_Task goal_. Go through the entries and transcribe each one exactly, dropping the pictures.

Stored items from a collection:
........
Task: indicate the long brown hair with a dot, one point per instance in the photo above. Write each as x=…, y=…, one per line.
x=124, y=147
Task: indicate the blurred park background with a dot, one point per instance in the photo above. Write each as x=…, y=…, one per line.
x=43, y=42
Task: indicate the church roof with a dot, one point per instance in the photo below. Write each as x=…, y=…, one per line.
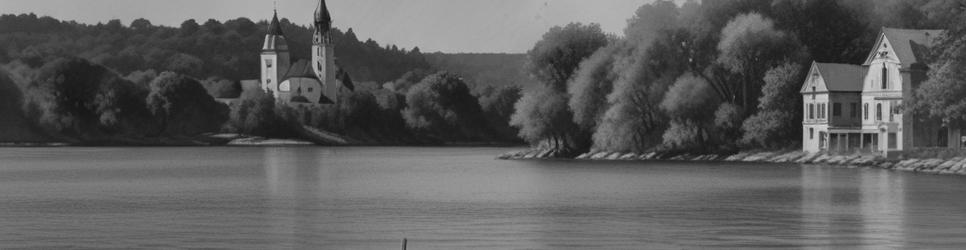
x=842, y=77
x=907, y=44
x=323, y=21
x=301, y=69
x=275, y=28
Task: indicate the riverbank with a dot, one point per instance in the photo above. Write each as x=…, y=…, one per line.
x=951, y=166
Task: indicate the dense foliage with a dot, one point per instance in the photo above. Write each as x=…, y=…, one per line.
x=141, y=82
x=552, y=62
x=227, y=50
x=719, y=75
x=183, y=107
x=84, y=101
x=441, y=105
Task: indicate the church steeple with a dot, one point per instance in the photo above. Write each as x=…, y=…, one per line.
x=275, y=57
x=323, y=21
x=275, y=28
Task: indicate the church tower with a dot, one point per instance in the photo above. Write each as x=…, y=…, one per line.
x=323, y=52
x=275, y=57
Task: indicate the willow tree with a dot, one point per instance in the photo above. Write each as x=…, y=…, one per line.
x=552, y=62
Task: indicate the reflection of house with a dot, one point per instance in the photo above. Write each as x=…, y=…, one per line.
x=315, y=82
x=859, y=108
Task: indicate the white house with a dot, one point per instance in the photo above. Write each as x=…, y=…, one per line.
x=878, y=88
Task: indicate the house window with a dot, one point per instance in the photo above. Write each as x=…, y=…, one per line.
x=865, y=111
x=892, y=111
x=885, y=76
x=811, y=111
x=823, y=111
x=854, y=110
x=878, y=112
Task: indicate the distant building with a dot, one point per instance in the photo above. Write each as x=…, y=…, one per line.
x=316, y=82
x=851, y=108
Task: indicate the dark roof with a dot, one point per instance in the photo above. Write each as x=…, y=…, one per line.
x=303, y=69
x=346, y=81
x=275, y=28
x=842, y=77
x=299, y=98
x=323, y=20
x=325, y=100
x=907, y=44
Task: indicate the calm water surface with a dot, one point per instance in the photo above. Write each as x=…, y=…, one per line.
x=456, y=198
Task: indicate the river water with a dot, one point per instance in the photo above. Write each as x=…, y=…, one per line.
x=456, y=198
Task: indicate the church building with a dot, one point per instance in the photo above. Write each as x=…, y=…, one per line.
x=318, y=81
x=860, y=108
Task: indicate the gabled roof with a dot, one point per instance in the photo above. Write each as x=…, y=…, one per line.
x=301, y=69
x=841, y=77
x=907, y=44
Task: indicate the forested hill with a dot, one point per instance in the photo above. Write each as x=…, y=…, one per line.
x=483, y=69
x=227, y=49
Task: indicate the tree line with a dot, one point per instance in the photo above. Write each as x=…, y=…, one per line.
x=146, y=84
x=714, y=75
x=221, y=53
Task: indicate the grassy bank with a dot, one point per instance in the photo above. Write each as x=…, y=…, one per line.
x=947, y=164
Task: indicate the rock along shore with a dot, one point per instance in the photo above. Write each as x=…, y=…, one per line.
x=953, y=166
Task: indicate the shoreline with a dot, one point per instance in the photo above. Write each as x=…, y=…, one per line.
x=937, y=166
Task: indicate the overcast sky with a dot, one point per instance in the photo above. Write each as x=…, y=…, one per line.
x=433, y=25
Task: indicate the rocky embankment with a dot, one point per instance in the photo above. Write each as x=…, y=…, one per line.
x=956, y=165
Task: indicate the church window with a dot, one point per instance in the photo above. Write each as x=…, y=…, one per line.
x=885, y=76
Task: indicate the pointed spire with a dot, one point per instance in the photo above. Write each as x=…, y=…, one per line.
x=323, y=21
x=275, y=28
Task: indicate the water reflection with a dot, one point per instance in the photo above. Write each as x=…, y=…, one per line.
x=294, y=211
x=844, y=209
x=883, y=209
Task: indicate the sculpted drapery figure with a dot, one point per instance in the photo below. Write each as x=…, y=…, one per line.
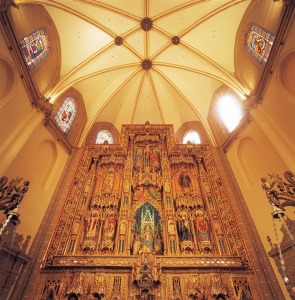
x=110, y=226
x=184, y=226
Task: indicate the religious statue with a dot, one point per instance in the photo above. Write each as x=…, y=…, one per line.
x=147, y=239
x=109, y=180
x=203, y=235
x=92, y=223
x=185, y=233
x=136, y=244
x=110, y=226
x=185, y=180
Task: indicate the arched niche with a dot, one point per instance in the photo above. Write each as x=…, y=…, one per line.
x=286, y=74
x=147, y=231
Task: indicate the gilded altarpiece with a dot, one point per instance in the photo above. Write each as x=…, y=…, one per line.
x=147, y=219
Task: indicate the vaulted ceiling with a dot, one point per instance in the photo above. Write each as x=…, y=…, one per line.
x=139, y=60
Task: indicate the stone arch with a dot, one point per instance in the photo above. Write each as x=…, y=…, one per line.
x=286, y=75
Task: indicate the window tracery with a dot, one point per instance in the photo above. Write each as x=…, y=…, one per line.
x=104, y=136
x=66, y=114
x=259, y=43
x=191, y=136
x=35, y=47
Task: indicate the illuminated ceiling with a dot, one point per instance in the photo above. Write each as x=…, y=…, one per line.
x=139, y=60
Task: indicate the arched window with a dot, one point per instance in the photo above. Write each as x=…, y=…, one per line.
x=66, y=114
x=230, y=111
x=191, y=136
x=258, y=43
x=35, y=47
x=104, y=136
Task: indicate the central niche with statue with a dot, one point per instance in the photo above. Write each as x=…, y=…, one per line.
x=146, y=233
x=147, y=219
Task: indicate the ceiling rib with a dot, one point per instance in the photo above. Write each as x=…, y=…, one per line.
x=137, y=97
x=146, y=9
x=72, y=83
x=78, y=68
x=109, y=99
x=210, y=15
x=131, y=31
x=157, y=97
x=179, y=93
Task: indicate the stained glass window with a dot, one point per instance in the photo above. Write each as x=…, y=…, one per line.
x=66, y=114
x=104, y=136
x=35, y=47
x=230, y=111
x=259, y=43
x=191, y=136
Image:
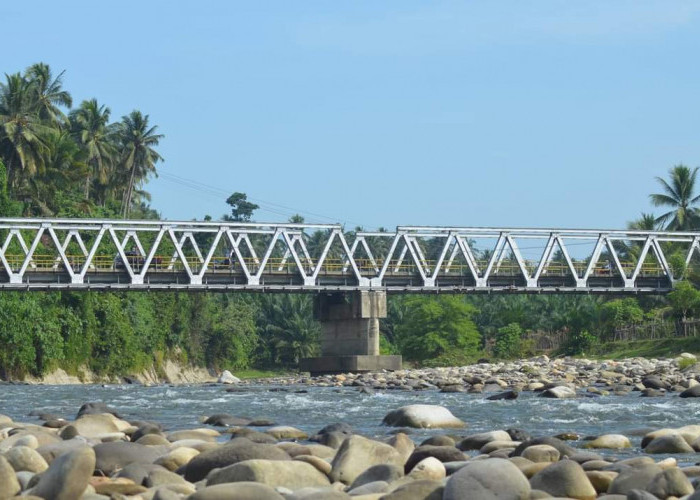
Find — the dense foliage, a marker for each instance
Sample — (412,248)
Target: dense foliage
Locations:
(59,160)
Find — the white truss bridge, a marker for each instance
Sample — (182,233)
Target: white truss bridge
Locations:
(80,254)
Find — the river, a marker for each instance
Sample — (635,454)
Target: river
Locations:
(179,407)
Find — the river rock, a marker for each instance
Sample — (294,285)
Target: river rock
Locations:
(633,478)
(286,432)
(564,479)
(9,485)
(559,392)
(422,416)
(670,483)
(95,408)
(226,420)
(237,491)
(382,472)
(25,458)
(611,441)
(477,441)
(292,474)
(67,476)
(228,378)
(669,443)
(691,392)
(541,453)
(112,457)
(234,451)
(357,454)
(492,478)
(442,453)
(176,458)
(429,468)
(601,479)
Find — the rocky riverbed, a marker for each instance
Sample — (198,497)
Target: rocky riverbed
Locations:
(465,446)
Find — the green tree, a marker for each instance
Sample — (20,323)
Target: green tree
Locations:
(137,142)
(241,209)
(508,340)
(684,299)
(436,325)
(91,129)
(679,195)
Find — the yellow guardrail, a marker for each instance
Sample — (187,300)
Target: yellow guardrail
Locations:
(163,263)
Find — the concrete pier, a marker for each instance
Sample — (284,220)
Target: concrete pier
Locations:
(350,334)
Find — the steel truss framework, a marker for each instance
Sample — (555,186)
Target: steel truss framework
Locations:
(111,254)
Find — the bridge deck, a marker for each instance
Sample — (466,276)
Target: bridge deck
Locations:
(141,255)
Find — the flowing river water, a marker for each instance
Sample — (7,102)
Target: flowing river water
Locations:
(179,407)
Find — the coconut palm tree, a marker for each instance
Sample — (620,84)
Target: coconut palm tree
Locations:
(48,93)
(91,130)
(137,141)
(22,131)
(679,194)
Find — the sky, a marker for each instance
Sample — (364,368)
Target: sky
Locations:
........
_Answer for this exercise_.
Task: indicate the long brown hair with a dot, one point per instance in the photo above. Write each as x=…, y=…, one per line.
x=124, y=147
Task: indicate the blurred park background with a dot, one point per instance in the photo above. Write each as x=…, y=…, one per line.
x=43, y=42
Task: indicate the church roof with a dot, one point per instance in the photo below. Write each as x=…, y=…, one per line.
x=842, y=77
x=907, y=44
x=323, y=21
x=301, y=69
x=275, y=28
Task: indicate the riverbank with a dot, one point per instance in the photo above. Write each as x=…, y=…, one per line.
x=951, y=166
Task: indicate the dense foliage with a dot, one point per instance in the photo above. Write each as x=…, y=…, one per line.
x=141, y=82
x=552, y=62
x=227, y=50
x=719, y=75
x=183, y=107
x=84, y=101
x=441, y=105
Task: indicate the church steeple with a dot, one point per instance in the photo above. Write each as x=…, y=…, one per line.
x=275, y=57
x=323, y=21
x=275, y=28
Task: indicate the church tower with a dot, one point per instance in the photo above. Write each as x=…, y=…, one per line.
x=323, y=52
x=275, y=57
Task: indicate the willow tree with a dot, one point per instance in the photo above. Write each as x=…, y=…, one per line.
x=552, y=62
Task: indicate the reflection of house with a dot, one point per instance in the photo above. Write each as x=…, y=…, one per line.
x=315, y=82
x=859, y=108
Task: indicate the white house with a dot, one point per instance in the photo above. Write each as x=…, y=…, one per line.
x=878, y=88
Task: indicate the house window with a dot, one point per instance in the photo above. Write each as x=…, y=…, one per line.
x=865, y=111
x=892, y=111
x=885, y=76
x=811, y=111
x=823, y=111
x=854, y=110
x=878, y=112
Task: indicate the distant building with a dot, one point per instance in the photo above. Write each as x=…, y=…, one per line.
x=316, y=82
x=851, y=108
Task: indicate the dark roof with a dot, one point per instance in the photo above. Write each as x=…, y=…, one per line.
x=303, y=69
x=346, y=81
x=275, y=28
x=842, y=77
x=299, y=98
x=323, y=20
x=325, y=100
x=907, y=44
Task: indicate the calm water surface with a dot, one point per instance in the photo above. Write each as x=…, y=…, one per line.
x=456, y=198
Task: indicate the river water with a dot, one point per instance in the photo above. Write each as x=…, y=…, one per line.
x=456, y=198
Task: indicate the church building with a dot, one point per instance in the photo above. Write each as x=…, y=…, one per line.
x=318, y=81
x=860, y=108
Task: indicate the gabled roof with a dot, one point per instance in the photo above. Write each as x=…, y=…, one per line.
x=301, y=69
x=841, y=77
x=907, y=44
Task: indicate the forested hill with a dot, one point per instance in the photo above. Write each as x=…, y=…, one per line.
x=483, y=69
x=227, y=49
Task: indicate the tree line with a dot, one point per instance in the photo above. Write each as x=…, y=…, one per line.
x=146, y=84
x=714, y=75
x=221, y=53
Task: indicate the grassy bank with a dot, one point per instance in the photo above. Write each as x=…, y=…, one per line.
x=947, y=164
Task: indicate the rock along shore with a dot, one point per instance in the photo above. Write each as x=…, y=…, one per line.
x=953, y=166
Task: indicate the shoreline with a dot, one point per instance in the photo above. Write each as x=…, y=…, one per line.
x=937, y=166
Task: indicate the overcast sky with a dot, one point per instance in the photo above. Write each as x=…, y=…, one per line.
x=433, y=25
Task: indicate the rocky embankment with a dot, one point per instance in the photo above. Write each as x=…, y=…, one per line.
x=956, y=165
Task: indicate the church window with a dot, one point per instance in the photo above. Write each as x=…, y=…, one per line.
x=885, y=76
Task: indicate the pointed spire with a dot, one point per instance in the photo above. Write each as x=…, y=…, one per line.
x=323, y=21
x=275, y=28
Task: indicate the water reflection with a dot, one point per instance in the photo above. Write each as x=…, y=…, one per line.
x=294, y=211
x=844, y=209
x=883, y=209
Task: indicate the sculpted drapery figure with a dot, one point per instance in the photo below. Write each as x=…, y=…, one per line.
x=110, y=226
x=184, y=226
Task: indicate the religious statue with a dot, one point per instance in the photo above. Write each as x=…, y=…, one per line.
x=147, y=239
x=109, y=180
x=203, y=235
x=92, y=223
x=185, y=233
x=136, y=244
x=110, y=226
x=185, y=180
Task: indicate the arched niche with a dot, one point per instance in the photo above. Write each as x=…, y=…, one per line.
x=286, y=74
x=147, y=231
Task: indicate the gilded altarpiece with a dot, one point per instance in the photo above. Write each as x=…, y=…, one per line.
x=147, y=219
Task: indicate the vaulted ceiling with a dot, one point per instance in the photo above. Write each as x=…, y=…, one per line.
x=139, y=60
Task: indicate the stone arch with a dot, one point per instance in the photo above. Write each as x=…, y=…, one per line.
x=286, y=75
Task: indicate the window tracery with a dot, one point per instance in the photo above. Write each as x=…, y=…, one per line.
x=104, y=136
x=66, y=114
x=259, y=43
x=191, y=136
x=35, y=47
Task: indicate the illuminated ceiling with a dot, one point per instance in the photo above. Write each as x=…, y=…, one per line.
x=139, y=60
Task: indicate the arched window with a dot, one point per instance in the photo above. Write each as x=…, y=…, one per line.
x=66, y=114
x=230, y=111
x=191, y=136
x=258, y=43
x=35, y=47
x=104, y=136
Task: indicate the central niche with statue with a dot, one point per instance in the photo above. Write each as x=…, y=…, one per line.
x=146, y=233
x=147, y=219
Task: indicate the ceiling rib with a dot, one point per instance in the photo above. Write each as x=…, y=…, one per line.
x=137, y=97
x=146, y=9
x=72, y=83
x=78, y=68
x=109, y=99
x=210, y=15
x=131, y=31
x=157, y=97
x=179, y=93
Task: indicate the stained glass window with a dot, one point per instance in the photo above. Write each as x=…, y=…, one per line.
x=66, y=114
x=104, y=136
x=35, y=47
x=230, y=111
x=259, y=43
x=191, y=136
Image:
Find — the dense foliage, a marker for each instance
Sample — (412,248)
Target: dense foliage
Locations:
(59,160)
Find — the white truss bridge, a marker for each instance
Sample — (182,233)
Target: white truss bridge
Locations:
(80,254)
Find — the river, a marker for each instance
Sample — (635,454)
Target: river
Locations:
(179,407)
Find — the river rock, a marker for each instance
Sample — (294,285)
Target: river rock
Locations:
(633,478)
(286,432)
(564,479)
(9,485)
(559,392)
(422,416)
(670,483)
(95,408)
(226,420)
(237,491)
(382,472)
(25,458)
(611,441)
(477,441)
(292,474)
(67,476)
(228,378)
(669,443)
(691,392)
(541,453)
(112,457)
(234,451)
(357,454)
(492,478)
(442,453)
(176,458)
(429,468)
(601,479)
Find — the rocky riverbed, a marker for each instance
Sample — (198,497)
Target: rocky riverbed
Locations:
(465,446)
Find — the green tree, a marker for each instance
Sample — (20,323)
Target: green tree
Locations:
(137,142)
(241,209)
(508,340)
(684,299)
(436,325)
(91,129)
(679,195)
Find — the yellow guardrail, a marker for each instance
Sample — (187,300)
Target: yellow guardrail
Locations:
(163,263)
Find — the concrete pier, a marker for each instance
Sample — (284,220)
Target: concrete pier
Locations:
(350,334)
Find — the steel truss framework, a marker for each instance
Sample — (555,186)
Target: steel truss framework
Locations:
(111,254)
Find — the bridge deck, a marker for each instance
Sample — (466,276)
Target: bridge deck
Locations:
(141,255)
Find — the flowing river water, a marker for each instance
Sample — (7,102)
Target: flowing river water
Locations:
(179,407)
Find — the coconut palm tree, a marker for each instance
Sample — (620,84)
Target: coconut palm tree
Locations:
(48,93)
(91,130)
(137,141)
(22,131)
(679,194)
Find — the sky, a marker for each instance
Sample — (364,368)
Target: sky
Locations:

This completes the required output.